• Aim of the task
Reproduce word for word every line of the listing below, from the line containing "Task: a point for each instance of the black pants, written" down to the line containing "pixel 158 141", including both of those lines.

Records from a point-labeling set:
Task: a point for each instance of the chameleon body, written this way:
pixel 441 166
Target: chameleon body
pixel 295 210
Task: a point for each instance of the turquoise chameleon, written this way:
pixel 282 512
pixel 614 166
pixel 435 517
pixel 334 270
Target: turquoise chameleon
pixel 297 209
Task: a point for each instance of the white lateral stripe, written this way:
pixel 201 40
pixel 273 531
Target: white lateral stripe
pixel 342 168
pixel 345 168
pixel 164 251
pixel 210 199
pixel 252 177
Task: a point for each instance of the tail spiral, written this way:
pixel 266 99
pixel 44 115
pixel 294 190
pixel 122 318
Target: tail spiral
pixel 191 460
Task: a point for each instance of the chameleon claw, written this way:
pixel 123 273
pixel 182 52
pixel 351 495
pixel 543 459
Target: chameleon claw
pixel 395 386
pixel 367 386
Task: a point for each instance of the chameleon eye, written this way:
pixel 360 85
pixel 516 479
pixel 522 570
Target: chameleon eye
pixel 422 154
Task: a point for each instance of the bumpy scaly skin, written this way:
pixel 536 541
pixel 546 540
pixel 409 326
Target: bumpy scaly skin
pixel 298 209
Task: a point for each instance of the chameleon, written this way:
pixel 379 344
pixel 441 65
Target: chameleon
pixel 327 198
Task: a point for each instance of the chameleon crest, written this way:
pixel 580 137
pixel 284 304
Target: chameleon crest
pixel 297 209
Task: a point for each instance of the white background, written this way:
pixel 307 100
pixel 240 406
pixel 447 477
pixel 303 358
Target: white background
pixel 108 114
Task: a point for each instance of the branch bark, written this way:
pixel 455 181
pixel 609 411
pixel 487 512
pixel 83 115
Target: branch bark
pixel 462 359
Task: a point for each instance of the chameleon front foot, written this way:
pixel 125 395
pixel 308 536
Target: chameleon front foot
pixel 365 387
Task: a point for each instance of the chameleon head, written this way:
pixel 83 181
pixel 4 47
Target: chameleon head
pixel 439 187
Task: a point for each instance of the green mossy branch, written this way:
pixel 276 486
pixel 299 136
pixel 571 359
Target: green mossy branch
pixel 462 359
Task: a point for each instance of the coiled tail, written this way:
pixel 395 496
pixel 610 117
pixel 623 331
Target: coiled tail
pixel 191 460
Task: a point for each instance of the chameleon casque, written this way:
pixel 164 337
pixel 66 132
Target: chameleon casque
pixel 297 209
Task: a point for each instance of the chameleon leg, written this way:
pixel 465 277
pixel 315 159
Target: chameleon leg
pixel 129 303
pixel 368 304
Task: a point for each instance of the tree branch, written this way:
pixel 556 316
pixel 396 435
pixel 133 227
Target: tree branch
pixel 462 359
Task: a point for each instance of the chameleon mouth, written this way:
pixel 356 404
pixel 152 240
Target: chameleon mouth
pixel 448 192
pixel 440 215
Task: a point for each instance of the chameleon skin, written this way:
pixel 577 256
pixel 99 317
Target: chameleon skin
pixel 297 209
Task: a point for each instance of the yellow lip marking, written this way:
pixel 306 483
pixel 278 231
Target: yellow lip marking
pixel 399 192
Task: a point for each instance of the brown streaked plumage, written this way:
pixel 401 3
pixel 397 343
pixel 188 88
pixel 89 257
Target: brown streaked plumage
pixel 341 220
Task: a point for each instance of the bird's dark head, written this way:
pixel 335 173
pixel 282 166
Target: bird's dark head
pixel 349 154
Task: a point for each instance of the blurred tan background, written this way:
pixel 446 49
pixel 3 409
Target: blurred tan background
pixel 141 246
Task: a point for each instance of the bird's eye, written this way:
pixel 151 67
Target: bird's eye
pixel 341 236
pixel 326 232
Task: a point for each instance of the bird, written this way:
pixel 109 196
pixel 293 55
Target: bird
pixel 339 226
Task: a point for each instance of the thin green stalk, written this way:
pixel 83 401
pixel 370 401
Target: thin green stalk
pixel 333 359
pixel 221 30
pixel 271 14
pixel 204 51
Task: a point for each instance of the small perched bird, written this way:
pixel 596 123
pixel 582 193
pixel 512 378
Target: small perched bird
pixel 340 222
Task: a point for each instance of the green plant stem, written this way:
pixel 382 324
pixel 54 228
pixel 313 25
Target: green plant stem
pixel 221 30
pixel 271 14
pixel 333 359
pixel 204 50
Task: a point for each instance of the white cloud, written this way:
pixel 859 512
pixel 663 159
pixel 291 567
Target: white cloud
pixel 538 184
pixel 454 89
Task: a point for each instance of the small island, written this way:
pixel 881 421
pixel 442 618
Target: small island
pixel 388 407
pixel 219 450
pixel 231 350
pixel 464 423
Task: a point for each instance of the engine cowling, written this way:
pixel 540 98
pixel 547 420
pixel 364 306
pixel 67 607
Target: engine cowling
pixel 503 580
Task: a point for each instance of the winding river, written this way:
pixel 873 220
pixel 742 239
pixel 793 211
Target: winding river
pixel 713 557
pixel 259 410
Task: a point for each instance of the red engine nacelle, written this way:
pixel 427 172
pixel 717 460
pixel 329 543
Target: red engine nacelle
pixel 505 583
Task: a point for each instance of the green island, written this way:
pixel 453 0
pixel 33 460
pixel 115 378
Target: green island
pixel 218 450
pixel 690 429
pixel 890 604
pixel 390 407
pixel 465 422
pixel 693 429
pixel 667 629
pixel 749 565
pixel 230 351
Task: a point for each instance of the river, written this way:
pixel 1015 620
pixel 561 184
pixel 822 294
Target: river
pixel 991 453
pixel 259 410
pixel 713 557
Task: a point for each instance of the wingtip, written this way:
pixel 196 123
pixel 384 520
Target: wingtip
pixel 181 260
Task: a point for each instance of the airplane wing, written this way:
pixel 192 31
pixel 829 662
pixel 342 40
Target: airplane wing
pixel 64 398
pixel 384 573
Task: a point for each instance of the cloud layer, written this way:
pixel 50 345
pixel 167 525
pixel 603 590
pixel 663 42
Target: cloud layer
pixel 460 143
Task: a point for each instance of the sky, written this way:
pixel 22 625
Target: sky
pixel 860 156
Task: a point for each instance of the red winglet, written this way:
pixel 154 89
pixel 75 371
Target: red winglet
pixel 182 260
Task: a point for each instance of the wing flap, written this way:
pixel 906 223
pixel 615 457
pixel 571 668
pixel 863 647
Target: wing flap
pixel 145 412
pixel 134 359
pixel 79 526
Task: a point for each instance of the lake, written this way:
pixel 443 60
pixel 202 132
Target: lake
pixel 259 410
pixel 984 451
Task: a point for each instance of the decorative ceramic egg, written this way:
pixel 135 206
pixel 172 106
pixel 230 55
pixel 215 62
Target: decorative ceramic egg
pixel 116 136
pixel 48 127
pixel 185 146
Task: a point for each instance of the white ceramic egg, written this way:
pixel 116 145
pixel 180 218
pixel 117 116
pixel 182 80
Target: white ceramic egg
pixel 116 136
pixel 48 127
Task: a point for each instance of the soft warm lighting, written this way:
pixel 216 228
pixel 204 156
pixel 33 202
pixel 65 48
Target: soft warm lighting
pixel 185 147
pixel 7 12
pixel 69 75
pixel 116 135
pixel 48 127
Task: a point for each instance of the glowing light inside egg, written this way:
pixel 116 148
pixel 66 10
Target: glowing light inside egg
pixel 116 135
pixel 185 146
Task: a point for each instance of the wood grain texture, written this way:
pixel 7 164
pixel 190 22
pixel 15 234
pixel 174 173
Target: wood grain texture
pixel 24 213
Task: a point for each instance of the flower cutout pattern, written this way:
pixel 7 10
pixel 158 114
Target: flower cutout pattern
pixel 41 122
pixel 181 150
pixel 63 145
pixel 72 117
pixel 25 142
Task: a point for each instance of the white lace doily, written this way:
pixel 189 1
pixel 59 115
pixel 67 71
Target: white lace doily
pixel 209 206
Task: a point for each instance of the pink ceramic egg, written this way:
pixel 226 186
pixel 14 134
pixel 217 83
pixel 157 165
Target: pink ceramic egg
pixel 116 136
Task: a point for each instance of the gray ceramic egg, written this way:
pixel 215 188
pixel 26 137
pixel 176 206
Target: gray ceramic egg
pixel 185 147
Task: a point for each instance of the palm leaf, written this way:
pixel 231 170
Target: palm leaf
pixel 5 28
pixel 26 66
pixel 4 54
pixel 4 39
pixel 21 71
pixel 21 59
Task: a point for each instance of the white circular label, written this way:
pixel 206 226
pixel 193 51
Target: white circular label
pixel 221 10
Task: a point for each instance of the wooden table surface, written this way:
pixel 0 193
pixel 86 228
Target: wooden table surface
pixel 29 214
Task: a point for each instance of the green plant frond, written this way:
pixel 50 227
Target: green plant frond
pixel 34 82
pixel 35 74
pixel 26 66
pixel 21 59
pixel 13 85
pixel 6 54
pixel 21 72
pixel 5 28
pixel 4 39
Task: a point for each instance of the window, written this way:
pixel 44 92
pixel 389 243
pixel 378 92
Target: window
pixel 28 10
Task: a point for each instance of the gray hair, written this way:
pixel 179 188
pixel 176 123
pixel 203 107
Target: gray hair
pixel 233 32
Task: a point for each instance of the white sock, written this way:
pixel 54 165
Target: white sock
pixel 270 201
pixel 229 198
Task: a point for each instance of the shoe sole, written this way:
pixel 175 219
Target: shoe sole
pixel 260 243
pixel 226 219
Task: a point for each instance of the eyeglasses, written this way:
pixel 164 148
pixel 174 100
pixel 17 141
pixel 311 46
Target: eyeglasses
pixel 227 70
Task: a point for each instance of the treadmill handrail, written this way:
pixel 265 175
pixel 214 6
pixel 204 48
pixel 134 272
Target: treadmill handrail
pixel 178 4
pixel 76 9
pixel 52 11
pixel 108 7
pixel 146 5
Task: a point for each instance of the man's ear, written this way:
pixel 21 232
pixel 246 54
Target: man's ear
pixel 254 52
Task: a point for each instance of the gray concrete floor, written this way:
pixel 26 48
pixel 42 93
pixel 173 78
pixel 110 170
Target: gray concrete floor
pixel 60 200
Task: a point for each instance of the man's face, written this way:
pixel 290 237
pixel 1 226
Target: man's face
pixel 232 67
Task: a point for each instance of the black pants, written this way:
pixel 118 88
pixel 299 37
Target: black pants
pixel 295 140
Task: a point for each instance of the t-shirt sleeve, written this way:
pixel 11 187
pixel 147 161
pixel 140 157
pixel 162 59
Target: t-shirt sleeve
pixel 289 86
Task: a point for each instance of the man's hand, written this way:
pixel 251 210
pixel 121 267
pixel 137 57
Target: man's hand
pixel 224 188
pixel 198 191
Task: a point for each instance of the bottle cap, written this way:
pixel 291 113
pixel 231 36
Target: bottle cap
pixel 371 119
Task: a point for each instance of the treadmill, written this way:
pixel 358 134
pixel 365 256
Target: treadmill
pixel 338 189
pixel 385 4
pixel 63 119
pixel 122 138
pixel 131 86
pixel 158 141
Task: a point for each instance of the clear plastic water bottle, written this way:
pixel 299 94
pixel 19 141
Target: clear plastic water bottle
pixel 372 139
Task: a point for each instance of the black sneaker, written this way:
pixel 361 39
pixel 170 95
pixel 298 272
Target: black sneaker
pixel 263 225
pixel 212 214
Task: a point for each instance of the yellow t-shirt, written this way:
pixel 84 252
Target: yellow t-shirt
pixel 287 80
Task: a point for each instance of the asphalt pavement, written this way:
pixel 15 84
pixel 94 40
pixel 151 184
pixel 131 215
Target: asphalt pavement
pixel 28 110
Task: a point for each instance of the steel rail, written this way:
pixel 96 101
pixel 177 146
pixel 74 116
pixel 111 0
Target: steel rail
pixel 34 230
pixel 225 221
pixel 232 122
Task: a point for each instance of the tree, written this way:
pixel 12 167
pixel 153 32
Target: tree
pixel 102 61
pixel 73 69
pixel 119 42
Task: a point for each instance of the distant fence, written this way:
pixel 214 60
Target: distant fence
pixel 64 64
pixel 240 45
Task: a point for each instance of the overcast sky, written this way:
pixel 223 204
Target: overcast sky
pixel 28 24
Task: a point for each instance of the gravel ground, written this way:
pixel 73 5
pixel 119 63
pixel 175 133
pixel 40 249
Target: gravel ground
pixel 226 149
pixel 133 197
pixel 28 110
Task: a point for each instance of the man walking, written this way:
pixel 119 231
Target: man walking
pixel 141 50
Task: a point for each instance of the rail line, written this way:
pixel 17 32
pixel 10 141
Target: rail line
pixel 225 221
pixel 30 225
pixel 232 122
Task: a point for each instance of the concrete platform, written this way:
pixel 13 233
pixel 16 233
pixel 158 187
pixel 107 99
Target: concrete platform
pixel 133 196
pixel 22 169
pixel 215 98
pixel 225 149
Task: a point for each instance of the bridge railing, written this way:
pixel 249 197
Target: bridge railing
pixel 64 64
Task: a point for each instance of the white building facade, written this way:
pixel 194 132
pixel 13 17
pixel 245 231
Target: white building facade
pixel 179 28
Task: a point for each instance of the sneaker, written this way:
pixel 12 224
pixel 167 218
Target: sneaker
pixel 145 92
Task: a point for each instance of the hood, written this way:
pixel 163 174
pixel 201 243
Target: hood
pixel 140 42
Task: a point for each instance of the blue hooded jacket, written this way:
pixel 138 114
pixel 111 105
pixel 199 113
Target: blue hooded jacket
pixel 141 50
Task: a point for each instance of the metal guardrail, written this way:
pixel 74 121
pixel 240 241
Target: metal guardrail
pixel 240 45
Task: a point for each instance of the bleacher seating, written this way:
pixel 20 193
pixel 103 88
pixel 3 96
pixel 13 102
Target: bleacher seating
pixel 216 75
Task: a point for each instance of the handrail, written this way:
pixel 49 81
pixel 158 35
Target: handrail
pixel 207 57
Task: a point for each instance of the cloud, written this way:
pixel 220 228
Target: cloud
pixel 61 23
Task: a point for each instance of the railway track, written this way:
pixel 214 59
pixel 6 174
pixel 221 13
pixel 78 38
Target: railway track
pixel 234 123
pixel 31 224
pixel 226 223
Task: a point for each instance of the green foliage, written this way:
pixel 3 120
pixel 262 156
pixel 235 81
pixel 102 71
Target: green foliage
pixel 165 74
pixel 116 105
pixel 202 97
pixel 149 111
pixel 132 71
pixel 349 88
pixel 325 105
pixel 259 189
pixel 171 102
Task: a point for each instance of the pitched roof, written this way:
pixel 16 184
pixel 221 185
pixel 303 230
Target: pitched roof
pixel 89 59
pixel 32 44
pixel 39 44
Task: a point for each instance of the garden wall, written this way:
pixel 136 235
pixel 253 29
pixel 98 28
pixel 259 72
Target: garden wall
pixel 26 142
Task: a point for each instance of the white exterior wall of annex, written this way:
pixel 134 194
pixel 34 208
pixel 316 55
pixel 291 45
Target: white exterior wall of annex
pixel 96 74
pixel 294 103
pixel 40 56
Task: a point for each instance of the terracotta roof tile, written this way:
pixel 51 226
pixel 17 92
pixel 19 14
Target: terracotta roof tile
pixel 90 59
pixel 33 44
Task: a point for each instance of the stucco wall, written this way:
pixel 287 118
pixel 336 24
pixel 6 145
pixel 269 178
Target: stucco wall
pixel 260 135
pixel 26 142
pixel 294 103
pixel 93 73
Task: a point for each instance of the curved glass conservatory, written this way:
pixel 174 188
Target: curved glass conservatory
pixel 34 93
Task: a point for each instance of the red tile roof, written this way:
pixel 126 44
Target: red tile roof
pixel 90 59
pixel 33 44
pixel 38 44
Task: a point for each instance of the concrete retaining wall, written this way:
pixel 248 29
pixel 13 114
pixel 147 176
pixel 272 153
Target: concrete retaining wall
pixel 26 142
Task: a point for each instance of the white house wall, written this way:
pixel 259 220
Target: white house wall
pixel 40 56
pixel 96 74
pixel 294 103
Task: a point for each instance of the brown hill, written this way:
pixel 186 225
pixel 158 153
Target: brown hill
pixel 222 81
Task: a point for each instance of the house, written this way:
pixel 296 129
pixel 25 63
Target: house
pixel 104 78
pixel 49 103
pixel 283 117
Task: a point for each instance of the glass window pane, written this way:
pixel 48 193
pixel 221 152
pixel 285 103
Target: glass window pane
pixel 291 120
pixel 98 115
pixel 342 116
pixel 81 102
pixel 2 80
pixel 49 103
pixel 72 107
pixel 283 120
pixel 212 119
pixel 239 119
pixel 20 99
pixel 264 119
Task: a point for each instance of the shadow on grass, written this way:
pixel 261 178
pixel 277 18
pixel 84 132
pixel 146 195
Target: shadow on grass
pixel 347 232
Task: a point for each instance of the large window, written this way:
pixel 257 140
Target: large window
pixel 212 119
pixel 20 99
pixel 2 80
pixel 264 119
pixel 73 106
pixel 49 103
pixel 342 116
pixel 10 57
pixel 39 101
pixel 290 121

• Answer for the task
Task: a point for each instance of the black pants, written this way:
pixel 118 88
pixel 299 37
Target: black pants
pixel 295 140
Task: a point for each instance of the t-shirt sleeve, written this way:
pixel 11 187
pixel 147 161
pixel 140 157
pixel 162 59
Target: t-shirt sleeve
pixel 289 86
Task: a point for each instance of the man's hand, written this way:
pixel 251 210
pixel 121 267
pixel 137 57
Target: man's hand
pixel 224 188
pixel 198 191
Task: a point for each instance of the bottle cap, written this way:
pixel 291 113
pixel 231 36
Target: bottle cap
pixel 371 119
Task: a point for each instance of the treadmill, written this way:
pixel 358 134
pixel 365 256
Target: treadmill
pixel 338 189
pixel 385 4
pixel 63 119
pixel 122 138
pixel 131 86
pixel 158 141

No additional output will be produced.